§ **Goal of the exercise**: Please transcribe everything from "By: Michelle Marine" down to "Simplify, Live, Love." in the passage below on air quality in Muscatine.

From time to time I run across editorials, letters to the editor, and other random environmental news that I find interesting.  This piece I found particularly compelling and I wanted to share. It comes from a community activist in Muscatine, IA who is really fighting to improve air quality in Muscatine – and throughout the state. Her name is Michelle Marine and you can read her blog at: Simplify, Live, Love

By: Michelle Marine 

In 2006, my husband and I and our four children moved to his hometown of Wilton in Muscatine County. We've lived in lots of large cities, both in the US and abroad. We chose rural living for a variety of issues, one being for an overall healthier lifestyle. I was saddened to learn that the air quality here in rural Iowa is sometimes worse than in the big cities we lived in the past. I started a blog at Simplify, Live, Love.

The blog focuses on frugal living, homeschooling, grammar, and living green. I became interested in the air quality issue after realizing how badly the air smells at our house in Wilton some days. I researched the issue more in depth when Healthy Child, Healthy World asked for bloggers to blog on air quality.

§ **Dataset excerpt**:
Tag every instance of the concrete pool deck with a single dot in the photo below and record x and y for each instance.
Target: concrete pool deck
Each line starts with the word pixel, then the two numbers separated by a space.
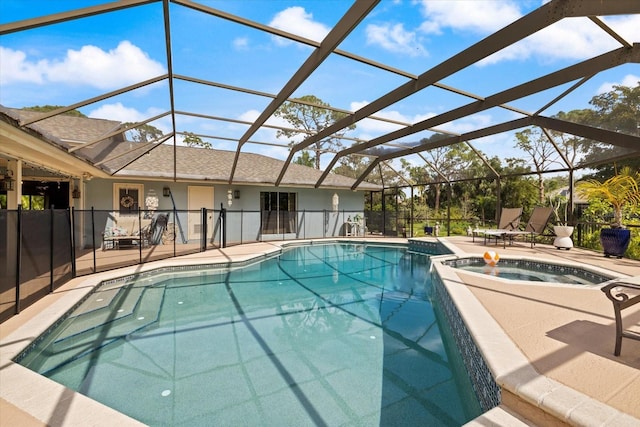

§ **Task solution**:
By: Michelle Marine 

In 2006, my husband and I and our four children moved to his hometown of Wilton in Muscatine County. We've lived in lots of large cities, both in the US and abroad. We chose rural living for a variety of issues, one being for an overall healthier lifestyle. I was saddened to learn that the air quality here in rural Iowa is sometimes worse than in the big cities we lived in the past. I started a blog at Simplify, Live, Love.